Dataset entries

------------------------------------

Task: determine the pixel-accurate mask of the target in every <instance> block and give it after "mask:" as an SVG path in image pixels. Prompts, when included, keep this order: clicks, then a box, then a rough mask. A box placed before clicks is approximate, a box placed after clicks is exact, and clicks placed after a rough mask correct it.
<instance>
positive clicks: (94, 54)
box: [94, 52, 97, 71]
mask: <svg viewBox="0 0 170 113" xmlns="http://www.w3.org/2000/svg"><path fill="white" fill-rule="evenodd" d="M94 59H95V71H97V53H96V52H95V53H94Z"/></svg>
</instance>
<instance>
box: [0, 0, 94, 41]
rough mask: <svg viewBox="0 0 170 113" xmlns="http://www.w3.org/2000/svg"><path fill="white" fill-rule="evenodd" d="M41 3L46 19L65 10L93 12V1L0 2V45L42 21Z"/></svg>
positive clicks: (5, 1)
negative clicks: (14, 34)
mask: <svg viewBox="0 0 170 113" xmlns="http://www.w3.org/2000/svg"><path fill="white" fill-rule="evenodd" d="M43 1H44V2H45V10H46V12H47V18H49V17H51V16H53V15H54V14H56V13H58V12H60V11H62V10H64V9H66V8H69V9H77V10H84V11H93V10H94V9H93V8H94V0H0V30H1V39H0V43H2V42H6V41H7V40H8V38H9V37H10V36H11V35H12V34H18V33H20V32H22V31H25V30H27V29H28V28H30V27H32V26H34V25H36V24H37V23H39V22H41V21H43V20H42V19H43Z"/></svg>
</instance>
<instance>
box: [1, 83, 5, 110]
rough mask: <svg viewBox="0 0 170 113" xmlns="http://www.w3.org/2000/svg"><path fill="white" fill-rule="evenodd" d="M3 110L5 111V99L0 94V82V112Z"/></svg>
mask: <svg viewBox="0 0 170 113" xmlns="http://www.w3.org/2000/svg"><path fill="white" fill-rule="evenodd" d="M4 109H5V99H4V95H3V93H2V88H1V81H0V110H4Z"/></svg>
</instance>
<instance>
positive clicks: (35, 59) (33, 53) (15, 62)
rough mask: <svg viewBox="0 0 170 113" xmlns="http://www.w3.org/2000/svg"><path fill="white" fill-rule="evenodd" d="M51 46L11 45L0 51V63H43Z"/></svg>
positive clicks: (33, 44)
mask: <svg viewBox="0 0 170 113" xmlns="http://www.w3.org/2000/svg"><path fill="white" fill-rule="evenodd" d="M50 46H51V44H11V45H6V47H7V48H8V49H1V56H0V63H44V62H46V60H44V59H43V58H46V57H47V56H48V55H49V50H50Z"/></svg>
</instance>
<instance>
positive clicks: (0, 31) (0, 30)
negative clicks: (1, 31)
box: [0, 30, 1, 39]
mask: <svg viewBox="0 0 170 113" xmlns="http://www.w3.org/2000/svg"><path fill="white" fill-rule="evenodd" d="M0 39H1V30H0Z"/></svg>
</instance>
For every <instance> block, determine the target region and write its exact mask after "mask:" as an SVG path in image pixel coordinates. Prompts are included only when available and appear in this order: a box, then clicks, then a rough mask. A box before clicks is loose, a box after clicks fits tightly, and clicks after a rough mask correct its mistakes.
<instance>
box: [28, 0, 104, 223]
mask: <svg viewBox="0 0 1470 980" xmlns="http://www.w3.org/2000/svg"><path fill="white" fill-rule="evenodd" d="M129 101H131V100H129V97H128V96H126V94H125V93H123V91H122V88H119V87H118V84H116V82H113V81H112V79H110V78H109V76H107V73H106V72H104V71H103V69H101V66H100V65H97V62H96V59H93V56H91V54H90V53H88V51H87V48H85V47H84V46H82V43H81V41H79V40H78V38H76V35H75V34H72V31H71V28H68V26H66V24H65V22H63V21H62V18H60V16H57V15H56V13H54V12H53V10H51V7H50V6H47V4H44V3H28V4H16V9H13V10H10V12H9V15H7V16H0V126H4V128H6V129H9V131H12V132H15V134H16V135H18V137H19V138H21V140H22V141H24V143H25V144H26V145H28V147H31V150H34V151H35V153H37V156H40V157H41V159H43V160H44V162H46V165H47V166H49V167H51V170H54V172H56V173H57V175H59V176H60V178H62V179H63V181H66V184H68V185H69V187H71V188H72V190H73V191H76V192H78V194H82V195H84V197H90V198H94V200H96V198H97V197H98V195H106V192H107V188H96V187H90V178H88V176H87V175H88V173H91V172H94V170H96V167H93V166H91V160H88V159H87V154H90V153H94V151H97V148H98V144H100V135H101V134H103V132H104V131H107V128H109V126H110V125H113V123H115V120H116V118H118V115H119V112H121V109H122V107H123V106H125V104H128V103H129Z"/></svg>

------------------------------------

* [What the task asks]:
Write down again the exact lines running from the beginning of the data to the line containing "box: [0, 0, 94, 41]", with both ends included.

* [Your response]:
Task: determine the pixel-accurate mask of the target in every <instance> block and give it after "mask:" as an SVG path in image pixels. Prompts, when included, keep this order: clicks, then a box, then a rough mask. A box placed before clicks is approximate, a box placed after clicks is exact, and clicks placed after a rough mask correct it.
<instance>
positive clicks: (94, 54)
box: [94, 52, 97, 71]
mask: <svg viewBox="0 0 170 113" xmlns="http://www.w3.org/2000/svg"><path fill="white" fill-rule="evenodd" d="M94 59H95V71H97V53H96V52H95V53H94Z"/></svg>
</instance>
<instance>
box: [0, 0, 94, 41]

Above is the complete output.